-- START --

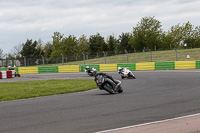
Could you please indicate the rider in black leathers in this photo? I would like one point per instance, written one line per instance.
(109, 78)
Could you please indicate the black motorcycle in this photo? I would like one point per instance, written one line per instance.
(90, 71)
(105, 84)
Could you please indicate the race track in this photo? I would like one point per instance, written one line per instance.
(152, 96)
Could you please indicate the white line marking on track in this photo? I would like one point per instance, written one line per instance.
(147, 123)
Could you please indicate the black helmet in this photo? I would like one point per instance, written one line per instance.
(94, 73)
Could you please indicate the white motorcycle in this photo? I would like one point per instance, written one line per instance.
(126, 73)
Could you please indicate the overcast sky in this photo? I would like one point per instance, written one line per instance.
(25, 19)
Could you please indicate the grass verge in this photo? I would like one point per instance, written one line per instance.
(29, 89)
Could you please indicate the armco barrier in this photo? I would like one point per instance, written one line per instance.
(48, 69)
(145, 66)
(2, 69)
(164, 65)
(108, 67)
(131, 66)
(4, 74)
(27, 70)
(94, 66)
(71, 68)
(185, 65)
(7, 74)
(197, 64)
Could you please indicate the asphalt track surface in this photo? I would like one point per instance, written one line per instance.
(152, 96)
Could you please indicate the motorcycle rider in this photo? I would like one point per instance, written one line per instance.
(114, 82)
(120, 70)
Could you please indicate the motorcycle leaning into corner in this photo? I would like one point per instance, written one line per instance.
(90, 70)
(107, 83)
(126, 73)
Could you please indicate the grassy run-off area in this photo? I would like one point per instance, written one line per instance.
(29, 89)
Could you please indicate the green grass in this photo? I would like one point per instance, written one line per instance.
(157, 56)
(29, 89)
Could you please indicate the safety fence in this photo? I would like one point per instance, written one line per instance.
(7, 74)
(111, 67)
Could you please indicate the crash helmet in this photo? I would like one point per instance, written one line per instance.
(94, 72)
(9, 67)
(119, 68)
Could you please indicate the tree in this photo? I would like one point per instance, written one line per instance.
(112, 45)
(70, 46)
(147, 34)
(123, 42)
(48, 49)
(30, 49)
(83, 44)
(16, 50)
(97, 44)
(1, 53)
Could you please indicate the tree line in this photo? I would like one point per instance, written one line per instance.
(148, 34)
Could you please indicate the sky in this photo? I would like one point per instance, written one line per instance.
(39, 19)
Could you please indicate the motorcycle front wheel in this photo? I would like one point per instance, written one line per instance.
(108, 88)
(120, 90)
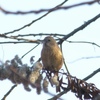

-- END --

* **EXERCISE DIRECTIONS**
Write out the records word for word, from the line that contains "Could you please indicate the white motorcycle" through the end of the records. Leave the pictures out.

* **EXERCISE RESULT**
Could you please indicate the white motorcycle in this photo? I would like one point per instance, written one line per instance.
(126, 73)
Could you please indicate the overcast sky in this photo? I would like one point per instance, written one line per instance.
(25, 19)
Could you please indicate the grass verge in this photo? I would like one point per instance, written one line per instance.
(29, 89)
Could you please indicate the armco barrier in this photo? I would like one point per instance, written one line per instance.
(48, 69)
(145, 66)
(2, 69)
(164, 65)
(108, 67)
(131, 66)
(4, 74)
(27, 70)
(94, 66)
(71, 68)
(185, 65)
(7, 74)
(197, 64)
Could you please indicate the asphalt track surface in this photo? I would like one point per instance, written one line per instance.
(152, 96)
Could you please indicate the motorcycle rider in this photo? I would like one point per instance, written one line per instance.
(114, 82)
(120, 70)
Could you please indicate the motorcycle leaning into corner in this photo? I would like one point per instance, written one line per instance.
(90, 70)
(107, 83)
(126, 73)
Could you please indicate the grassy run-off area in this photo? I would like one point per instance, written one line per instance.
(29, 89)
Could you please indicate the green grass in this photo? I would like one point per instance, written one line per instance.
(157, 56)
(29, 89)
Could you please indicate the safety fence in this photo? I would like one point per instance, written one line per instance.
(7, 74)
(111, 67)
Could you please indicate the crash helmet in this photo? I would like one point per instance, written one line per instance.
(94, 72)
(9, 67)
(119, 68)
Could you please indicate the tree in this photo? I would like one point per instance, written one line per instance.
(112, 45)
(70, 46)
(147, 34)
(123, 42)
(48, 49)
(30, 49)
(83, 44)
(16, 50)
(97, 44)
(1, 53)
Could you please indicate the tree line in this photo? I would like one point per instance, written one line per instance.
(148, 34)
Could you please indicate the sky in this photo? I would like one point per instance, written one line per instance.
(39, 19)
Could you please indicate the motorcycle front wheel in this photo? I would like one point per instance, written one line per instance.
(108, 88)
(120, 90)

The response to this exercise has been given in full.